» EXERCISE DIRECTIONS
Produce an exact copy of the first line of the data below and each line after it, please, up to and including the one with "positive clicks: (122, 33) (689, 8)".

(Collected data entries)
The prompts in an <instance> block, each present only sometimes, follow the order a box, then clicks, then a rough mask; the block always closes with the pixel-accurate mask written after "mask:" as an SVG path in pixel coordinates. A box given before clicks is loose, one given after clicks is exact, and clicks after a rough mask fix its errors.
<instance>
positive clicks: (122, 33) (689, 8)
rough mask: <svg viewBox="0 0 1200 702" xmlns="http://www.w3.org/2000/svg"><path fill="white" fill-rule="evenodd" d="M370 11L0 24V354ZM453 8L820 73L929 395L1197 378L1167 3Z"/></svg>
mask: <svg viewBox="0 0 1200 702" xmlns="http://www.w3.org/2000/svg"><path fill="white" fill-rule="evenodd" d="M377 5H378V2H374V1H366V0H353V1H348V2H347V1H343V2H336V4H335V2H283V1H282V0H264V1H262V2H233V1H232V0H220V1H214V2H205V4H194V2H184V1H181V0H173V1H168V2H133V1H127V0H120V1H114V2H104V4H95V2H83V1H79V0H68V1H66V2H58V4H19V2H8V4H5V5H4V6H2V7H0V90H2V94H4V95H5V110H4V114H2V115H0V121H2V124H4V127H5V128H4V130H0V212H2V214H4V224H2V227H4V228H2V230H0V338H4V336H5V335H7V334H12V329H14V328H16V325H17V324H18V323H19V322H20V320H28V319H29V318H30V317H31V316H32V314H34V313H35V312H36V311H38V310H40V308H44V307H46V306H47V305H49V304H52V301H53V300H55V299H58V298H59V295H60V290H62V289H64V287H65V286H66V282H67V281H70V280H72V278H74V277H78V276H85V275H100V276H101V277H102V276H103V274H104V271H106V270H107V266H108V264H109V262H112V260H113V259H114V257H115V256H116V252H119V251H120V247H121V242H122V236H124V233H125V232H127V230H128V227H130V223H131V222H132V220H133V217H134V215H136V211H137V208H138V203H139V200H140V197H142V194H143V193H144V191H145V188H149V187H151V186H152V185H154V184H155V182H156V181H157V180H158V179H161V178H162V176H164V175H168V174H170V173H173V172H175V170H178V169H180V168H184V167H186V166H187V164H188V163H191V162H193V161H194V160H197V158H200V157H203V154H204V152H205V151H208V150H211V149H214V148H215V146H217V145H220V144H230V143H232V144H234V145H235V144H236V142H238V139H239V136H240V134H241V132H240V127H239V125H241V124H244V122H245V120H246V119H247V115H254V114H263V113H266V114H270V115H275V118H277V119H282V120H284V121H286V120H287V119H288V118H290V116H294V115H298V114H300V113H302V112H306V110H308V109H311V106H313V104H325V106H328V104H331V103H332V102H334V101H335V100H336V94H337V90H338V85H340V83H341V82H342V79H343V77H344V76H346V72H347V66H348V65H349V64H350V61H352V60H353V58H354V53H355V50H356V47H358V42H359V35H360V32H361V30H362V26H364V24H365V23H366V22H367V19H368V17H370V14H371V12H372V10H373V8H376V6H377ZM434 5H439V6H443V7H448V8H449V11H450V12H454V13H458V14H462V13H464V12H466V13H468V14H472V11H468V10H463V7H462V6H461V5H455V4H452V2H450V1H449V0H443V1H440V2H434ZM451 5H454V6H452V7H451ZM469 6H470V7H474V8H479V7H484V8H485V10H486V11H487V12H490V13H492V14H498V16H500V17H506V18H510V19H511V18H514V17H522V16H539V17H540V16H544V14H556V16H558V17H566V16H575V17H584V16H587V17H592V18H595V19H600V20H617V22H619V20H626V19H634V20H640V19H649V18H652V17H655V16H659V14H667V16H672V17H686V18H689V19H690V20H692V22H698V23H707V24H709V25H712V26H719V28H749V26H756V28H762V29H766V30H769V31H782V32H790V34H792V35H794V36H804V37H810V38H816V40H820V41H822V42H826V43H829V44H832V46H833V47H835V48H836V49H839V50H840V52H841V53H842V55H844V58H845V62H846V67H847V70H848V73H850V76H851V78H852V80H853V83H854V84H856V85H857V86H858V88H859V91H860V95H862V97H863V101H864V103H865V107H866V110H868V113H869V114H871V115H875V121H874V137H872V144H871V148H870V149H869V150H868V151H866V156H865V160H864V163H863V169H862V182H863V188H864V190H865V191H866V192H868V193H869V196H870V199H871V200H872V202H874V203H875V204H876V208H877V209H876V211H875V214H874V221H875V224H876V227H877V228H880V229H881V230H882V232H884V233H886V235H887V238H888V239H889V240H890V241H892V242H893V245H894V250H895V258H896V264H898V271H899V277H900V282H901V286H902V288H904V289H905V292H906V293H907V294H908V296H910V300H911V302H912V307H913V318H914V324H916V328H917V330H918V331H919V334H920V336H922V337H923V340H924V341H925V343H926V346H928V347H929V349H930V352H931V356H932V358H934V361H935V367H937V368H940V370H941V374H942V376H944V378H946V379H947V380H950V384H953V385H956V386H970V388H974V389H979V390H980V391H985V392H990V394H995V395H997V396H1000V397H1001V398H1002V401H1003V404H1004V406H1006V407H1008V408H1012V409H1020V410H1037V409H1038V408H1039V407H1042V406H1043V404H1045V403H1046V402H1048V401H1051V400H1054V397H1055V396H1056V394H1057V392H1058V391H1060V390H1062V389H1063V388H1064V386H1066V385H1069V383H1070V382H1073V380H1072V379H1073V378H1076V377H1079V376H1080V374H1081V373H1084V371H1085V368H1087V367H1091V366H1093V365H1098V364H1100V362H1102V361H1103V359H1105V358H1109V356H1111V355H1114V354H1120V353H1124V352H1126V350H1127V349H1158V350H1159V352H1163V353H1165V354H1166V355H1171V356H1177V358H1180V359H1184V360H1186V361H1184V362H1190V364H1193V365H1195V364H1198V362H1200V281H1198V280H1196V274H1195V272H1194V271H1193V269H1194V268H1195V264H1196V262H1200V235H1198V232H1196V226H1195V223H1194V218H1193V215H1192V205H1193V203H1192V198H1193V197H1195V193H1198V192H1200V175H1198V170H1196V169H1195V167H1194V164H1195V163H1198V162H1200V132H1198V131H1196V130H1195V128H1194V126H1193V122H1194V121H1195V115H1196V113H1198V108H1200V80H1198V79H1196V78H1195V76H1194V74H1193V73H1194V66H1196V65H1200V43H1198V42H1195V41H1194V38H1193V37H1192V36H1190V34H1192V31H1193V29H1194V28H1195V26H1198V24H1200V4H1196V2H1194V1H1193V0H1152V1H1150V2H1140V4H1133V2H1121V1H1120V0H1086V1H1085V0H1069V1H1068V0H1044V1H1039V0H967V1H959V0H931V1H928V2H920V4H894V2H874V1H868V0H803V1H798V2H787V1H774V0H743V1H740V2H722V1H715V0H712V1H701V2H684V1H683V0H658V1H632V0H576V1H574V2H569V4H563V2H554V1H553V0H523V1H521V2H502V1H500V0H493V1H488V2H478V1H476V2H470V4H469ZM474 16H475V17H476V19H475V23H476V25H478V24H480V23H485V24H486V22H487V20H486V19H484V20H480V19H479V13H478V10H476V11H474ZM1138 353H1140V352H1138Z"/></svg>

» SOLUTION TO THIS PROBLEM
The prompts in an <instance> block, each present only sometimes, follow the order a box, then clicks, then a rough mask; the block always closes with the pixel-accurate mask written after "mask:" as an SVG path in pixel coordinates. A box given before clicks is loose, one given after clicks is exact, and clicks after a rough mask fix its errors.
<instance>
positive clicks: (122, 33) (689, 8)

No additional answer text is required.